Dataset records about object locations:
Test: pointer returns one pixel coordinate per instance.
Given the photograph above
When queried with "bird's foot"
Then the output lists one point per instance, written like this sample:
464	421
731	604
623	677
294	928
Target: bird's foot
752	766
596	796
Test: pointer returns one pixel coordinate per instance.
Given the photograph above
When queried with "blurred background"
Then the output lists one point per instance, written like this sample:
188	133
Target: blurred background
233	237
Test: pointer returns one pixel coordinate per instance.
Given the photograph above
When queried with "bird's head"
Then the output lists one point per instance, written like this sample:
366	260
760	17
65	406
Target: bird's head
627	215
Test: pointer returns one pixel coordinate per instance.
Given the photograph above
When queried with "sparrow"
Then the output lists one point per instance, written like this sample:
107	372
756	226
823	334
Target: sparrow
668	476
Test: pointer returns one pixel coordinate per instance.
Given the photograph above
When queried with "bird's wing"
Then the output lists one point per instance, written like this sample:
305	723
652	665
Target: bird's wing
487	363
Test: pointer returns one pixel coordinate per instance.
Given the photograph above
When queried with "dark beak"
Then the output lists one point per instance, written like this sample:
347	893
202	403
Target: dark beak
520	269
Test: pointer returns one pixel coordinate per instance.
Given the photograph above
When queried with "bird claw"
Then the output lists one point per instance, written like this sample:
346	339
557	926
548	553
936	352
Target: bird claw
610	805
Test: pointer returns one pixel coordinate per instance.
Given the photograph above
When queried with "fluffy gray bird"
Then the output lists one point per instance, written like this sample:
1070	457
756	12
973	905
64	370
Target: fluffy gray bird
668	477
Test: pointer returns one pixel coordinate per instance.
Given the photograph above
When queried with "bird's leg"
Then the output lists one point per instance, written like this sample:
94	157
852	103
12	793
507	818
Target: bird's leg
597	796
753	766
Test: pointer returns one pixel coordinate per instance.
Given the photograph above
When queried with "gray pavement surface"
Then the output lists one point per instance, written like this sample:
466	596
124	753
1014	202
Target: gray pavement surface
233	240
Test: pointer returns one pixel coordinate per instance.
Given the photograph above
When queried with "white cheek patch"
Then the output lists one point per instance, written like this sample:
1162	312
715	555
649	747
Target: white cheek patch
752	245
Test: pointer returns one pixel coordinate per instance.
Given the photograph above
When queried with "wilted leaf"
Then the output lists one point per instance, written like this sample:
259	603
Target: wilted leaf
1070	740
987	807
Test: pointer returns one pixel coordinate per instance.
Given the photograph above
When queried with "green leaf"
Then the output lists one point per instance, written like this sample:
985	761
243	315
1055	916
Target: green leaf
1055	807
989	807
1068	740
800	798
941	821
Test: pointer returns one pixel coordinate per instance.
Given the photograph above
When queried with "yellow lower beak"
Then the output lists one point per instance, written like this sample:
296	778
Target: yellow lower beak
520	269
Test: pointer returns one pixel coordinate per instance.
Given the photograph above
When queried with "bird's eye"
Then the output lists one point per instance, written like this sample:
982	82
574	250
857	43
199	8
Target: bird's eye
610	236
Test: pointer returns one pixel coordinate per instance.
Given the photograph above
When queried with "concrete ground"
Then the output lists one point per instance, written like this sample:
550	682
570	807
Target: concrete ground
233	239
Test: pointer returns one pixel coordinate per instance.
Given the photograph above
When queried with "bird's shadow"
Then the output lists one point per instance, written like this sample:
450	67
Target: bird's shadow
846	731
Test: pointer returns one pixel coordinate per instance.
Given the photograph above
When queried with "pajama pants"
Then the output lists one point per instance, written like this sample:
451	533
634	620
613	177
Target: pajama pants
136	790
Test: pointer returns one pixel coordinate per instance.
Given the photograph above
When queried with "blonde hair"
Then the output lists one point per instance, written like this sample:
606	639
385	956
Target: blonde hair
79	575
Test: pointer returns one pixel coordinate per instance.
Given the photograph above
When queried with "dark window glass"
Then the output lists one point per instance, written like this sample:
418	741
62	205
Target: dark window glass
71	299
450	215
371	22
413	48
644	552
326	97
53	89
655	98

§ EXERCISE DIRECTIONS: In full and verbatim, repeat the records given above.

§ EXERCISE ANSWER:
Test: pointer returns one pixel coordinate per instance.
Given the photograph above
When queried with "bird's foot"
Then the output lists one point per instance, written like this sample:
464	421
731	604
623	677
294	928
Target: bird's foot
752	766
596	796
Test: pointer returns one pixel coordinate per instance.
Given the photograph above
When queried with "blurred background"
Then the output lists one point per instance, written like this sample:
188	133
Target: blurred background
233	237
Test: pointer returns one pixel coordinate per instance.
Given the photograph above
When queried with "bird's head"
Then the output lists one point per instance, written like this sample:
366	260
760	17
65	406
Target: bird's head
627	215
Test: pointer returns one pixel coordinate per instance.
Given the photograph above
When queried with "sparrow"
Then the output lists one point per instance, written like this sample:
107	372
756	226
823	334
Target: sparrow
668	476
Test: pointer returns one pixel coordinate per instance.
Given the photograph above
When queried with "bird's wing"
Then the output lists one point per instance, written like this sample:
305	723
652	665
Target: bird's wing
487	363
Test: pointer returns one pixel coordinate per instance.
Given the photograph above
When queried with "dark beak"
Then the output lists one point per instance, written like this sample:
347	893
202	403
Target: dark beak
520	269
Test: pointer returns one pixel coordinate per instance.
Given the photograph above
When queried with "bird claw"
Then the output lists one point per instance, written like this sample:
346	339
557	926
548	553
936	352
Target: bird claw
610	805
Test: pointer returns one pixel coordinate per instance.
Given the photograph above
When queried with "fluffy gray bird"
Then the output lists one point per instance, written like this sample:
1070	457
756	12
973	905
64	370
Target: fluffy gray bird
668	477
Test: pointer returns one pixel coordinate per instance.
Given the photograph above
When queried with "bird's leg"
Then the output lists one point per instance, written like this sample:
94	157
852	103
12	793
507	818
Target: bird's leg
597	796
753	766
Test: pointer returns one pixel coordinate per instance.
Given the photograph above
When queried with "gray pavement surface"
Then the output lists one point per instance, written like this sample:
466	596
124	753
1014	202
Target: gray pavement surface
233	240
Test: pointer returns one pixel coordinate per instance.
Given the photograph above
When queried with "white cheek patch"
Then the output lists one point per instance, written like this sample:
1162	312
715	555
649	747
Target: white cheek patch
752	245
Test: pointer returns one pixel coordinate per instance.
Given the photograph above
When queried with "wilted leaf"
Then the output lists one point per instance, written like this sample:
259	603
Target: wilted leaf
1070	740
987	807
Test: pointer returns one pixel coordinate per instance.
Given the photograph above
When queried with "green leaf"
Then the output lists one point per instance, written like this sample:
985	761
243	315
1055	916
Target: green leaf
1055	807
989	807
1068	740
800	798
941	821
Test: pointer returns one pixel coordinate per instance.
Given the photograph above
When queried with "yellow lower beak"
Then the output lists one point per instance, written like this sample:
296	778
Target: yellow lower beak
520	269
Test: pointer returns one pixel coordinate per instance.
Given the photograph above
When queried with "bird's eye"
Then the output lists one point per instance, written like this sample:
982	82
574	250
857	43
199	8
Target: bird's eye
610	236
Test: pointer returns one pixel coordinate per instance.
Given the photograph above
When queried with "concrete ground"
Then the output lists one point per instance, written like this sample:
550	682
570	807
Target: concrete ground
233	239
Test: pointer returns one pixel coordinate per instance.
Given the photograph above
When queried with "bird's shadow"
Then the output lists one point per instance, written like this sample:
450	67
Target: bird's shadow
846	731
Test: pointer returns one pixel coordinate per instance.
Given the photograph above
When queried with "pajama pants"
Then the output lists one point per instance, written like this sample:
451	533
634	620
613	177
Target: pajama pants
136	790
Test: pointer returns one pixel coordinate per instance.
Given the photograph above
When queried with "blonde hair"
Then the output lists one point per instance, written like this sample:
606	639
385	956
Target: blonde hair
79	575
Test: pointer returns one pixel coordinate per instance.
Given the photograph above
When queried with "dark window glass"
Then the output lists one point per instance, written like this sample:
418	741
62	205
Target: dark window glass
71	299
450	215
371	22
413	48
644	552
326	97
53	89
655	98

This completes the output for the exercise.